Please reproduce all of the material below word for word, leaving out the pictures.

— begin Data for this exercise —

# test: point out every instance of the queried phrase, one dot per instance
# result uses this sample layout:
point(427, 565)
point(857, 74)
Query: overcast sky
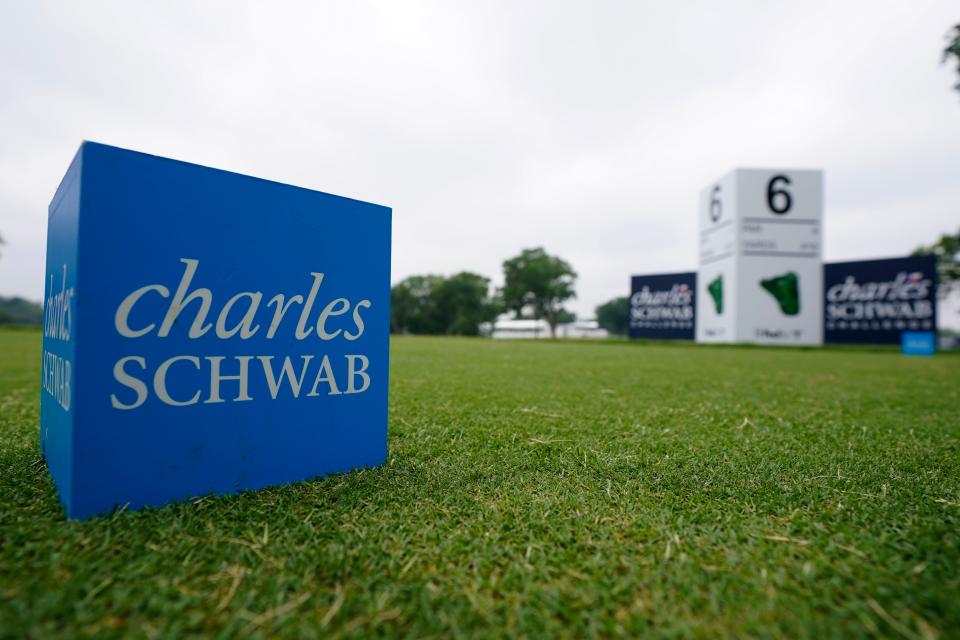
point(585, 127)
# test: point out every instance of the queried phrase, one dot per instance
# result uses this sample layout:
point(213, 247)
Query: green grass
point(533, 489)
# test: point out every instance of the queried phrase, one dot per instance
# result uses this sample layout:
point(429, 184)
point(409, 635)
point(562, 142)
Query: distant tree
point(411, 305)
point(462, 302)
point(540, 281)
point(947, 250)
point(566, 317)
point(952, 50)
point(614, 316)
point(439, 305)
point(20, 311)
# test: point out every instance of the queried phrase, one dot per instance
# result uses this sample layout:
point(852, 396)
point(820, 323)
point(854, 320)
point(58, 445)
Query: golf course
point(539, 488)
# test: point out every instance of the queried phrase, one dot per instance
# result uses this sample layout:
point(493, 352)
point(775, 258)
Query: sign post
point(206, 332)
point(760, 278)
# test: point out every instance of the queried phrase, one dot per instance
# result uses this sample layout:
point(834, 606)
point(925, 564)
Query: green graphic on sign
point(715, 289)
point(785, 290)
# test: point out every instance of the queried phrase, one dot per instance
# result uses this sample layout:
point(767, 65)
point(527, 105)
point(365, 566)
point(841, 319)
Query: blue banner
point(208, 332)
point(875, 301)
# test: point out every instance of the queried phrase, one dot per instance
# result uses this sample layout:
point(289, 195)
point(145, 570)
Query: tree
point(614, 315)
point(462, 302)
point(953, 49)
point(411, 305)
point(431, 304)
point(947, 250)
point(540, 281)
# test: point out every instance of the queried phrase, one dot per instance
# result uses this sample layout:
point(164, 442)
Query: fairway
point(540, 488)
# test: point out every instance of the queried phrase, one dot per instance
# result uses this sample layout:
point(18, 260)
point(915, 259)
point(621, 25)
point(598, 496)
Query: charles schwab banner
point(874, 301)
point(662, 306)
point(207, 332)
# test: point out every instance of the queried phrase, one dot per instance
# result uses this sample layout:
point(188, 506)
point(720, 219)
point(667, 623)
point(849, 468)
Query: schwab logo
point(675, 303)
point(242, 316)
point(912, 286)
point(906, 297)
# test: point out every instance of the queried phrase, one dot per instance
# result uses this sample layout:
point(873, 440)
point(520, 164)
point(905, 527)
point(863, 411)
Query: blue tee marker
point(918, 343)
point(206, 331)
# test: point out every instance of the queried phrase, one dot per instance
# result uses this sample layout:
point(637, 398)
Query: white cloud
point(588, 128)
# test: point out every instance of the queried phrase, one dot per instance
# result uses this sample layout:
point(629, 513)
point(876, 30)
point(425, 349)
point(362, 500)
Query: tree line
point(536, 285)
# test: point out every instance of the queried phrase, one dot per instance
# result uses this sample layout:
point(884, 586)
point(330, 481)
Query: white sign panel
point(761, 273)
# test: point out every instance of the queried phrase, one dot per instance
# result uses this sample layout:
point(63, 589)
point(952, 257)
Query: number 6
point(772, 192)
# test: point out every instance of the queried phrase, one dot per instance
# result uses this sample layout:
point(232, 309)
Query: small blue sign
point(207, 332)
point(663, 306)
point(919, 343)
point(876, 301)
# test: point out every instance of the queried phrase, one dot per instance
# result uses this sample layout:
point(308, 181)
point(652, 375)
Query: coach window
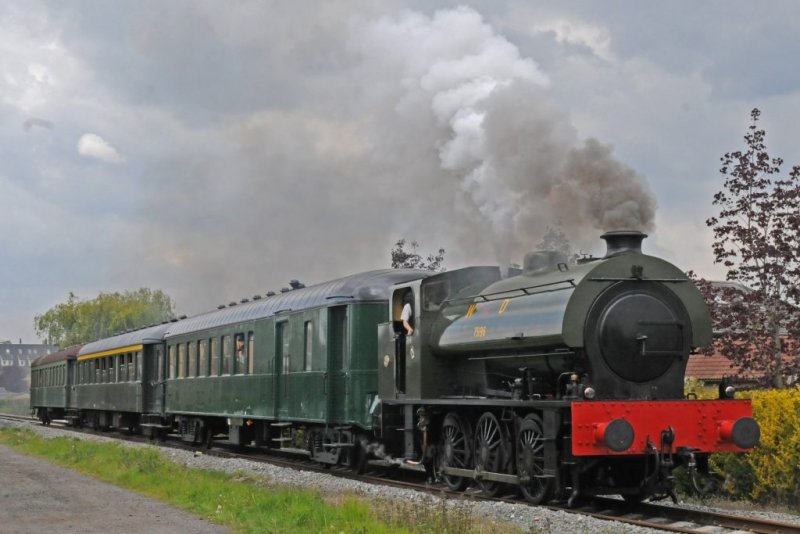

— end Data for this exercise —

* Answer to the problem:
# test: point out every instance of the queried phrase, one dot per instance
# result uses this sample layout:
point(427, 565)
point(857, 74)
Query: overcast sky
point(585, 127)
# test: point out every instance of the queried phrase, one dot per instance
# result uses this sample layout:
point(213, 247)
Query: green grass
point(533, 489)
# test: point out every instance of the queried phrase, one dot per instance
# result uses this sample layout:
point(429, 184)
point(409, 635)
point(562, 142)
Query: distant tree
point(411, 305)
point(462, 302)
point(540, 281)
point(947, 250)
point(566, 317)
point(952, 50)
point(614, 316)
point(439, 305)
point(20, 311)
# test: point out every instance of the queried phrase, one dot per instance
# result uses this sample layout:
point(852, 396)
point(820, 323)
point(854, 320)
point(58, 445)
Query: golf course
point(539, 488)
# test: point out every instance of the queried phrase, one dot per instance
# result uses this sample layout:
point(493, 352)
point(775, 258)
Query: sign post
point(206, 332)
point(760, 278)
# test: point out every instance of the queried phrase, one dot per instance
# result uses this sample layout:
point(834, 606)
point(925, 564)
Query: green graphic on sign
point(715, 289)
point(785, 290)
# test: point out every instance of the queried phrase, one dot per instance
# result uses this sample layout:
point(767, 65)
point(527, 105)
point(365, 566)
point(841, 319)
Query: blue banner
point(208, 332)
point(875, 301)
# test: point out every instance of the queried phrase, one dot per instance
# result uses this sample layout:
point(289, 195)
point(145, 570)
Query: tree
point(614, 315)
point(462, 302)
point(953, 49)
point(411, 305)
point(431, 304)
point(947, 250)
point(540, 281)
# test: point out every instance of the queried phrase, one dot per instance
# result uses this sample layout:
point(164, 442)
Query: fairway
point(540, 488)
# test: point out every instance of the queried phrase, one dot per instance
# result uses this sample layout:
point(18, 260)
point(915, 259)
point(621, 25)
point(598, 496)
Query: charles schwab banner
point(874, 301)
point(662, 306)
point(207, 332)
# test: point out every instance of the queried phrase, one dot per instance
# result uses this sample layout:
point(188, 506)
point(720, 219)
point(667, 623)
point(849, 468)
Query: schwab logo
point(675, 303)
point(242, 316)
point(912, 286)
point(906, 297)
# test: point out every instance of the queried phrase, one dot per instance
# result uses this sample layout:
point(873, 440)
point(520, 164)
point(905, 527)
point(863, 411)
Query: blue tee marker
point(918, 343)
point(206, 331)
# test: point out every instance of the queried phrase, one dot per instance
# result uses this sample layout:
point(637, 398)
Query: white cloud
point(588, 128)
# test: point out every instance of the queried phrase, one dot per instance
# result uses this sample layout:
point(629, 513)
point(876, 30)
point(425, 349)
point(362, 500)
Query: tree line
point(536, 285)
# test: point out every instance of the queried phrase, one dot per instance
# result uses this sample layout:
point(884, 586)
point(330, 481)
Query: white sign panel
point(761, 273)
# test: point out every instance of the queried phrase, one dot per instance
# result uses this sample layout:
point(63, 589)
point(952, 257)
Query: number 6
point(772, 192)
# test: point out every instance of the queried phrase, one dot per instance
# result uses this sample layout:
point(232, 309)
Query: small blue sign
point(207, 332)
point(663, 306)
point(919, 343)
point(876, 301)
# test: point out every instance of the queried phrase, one dot per instance
# result uses this sample layout:
point(308, 181)
point(652, 375)
Query: coach window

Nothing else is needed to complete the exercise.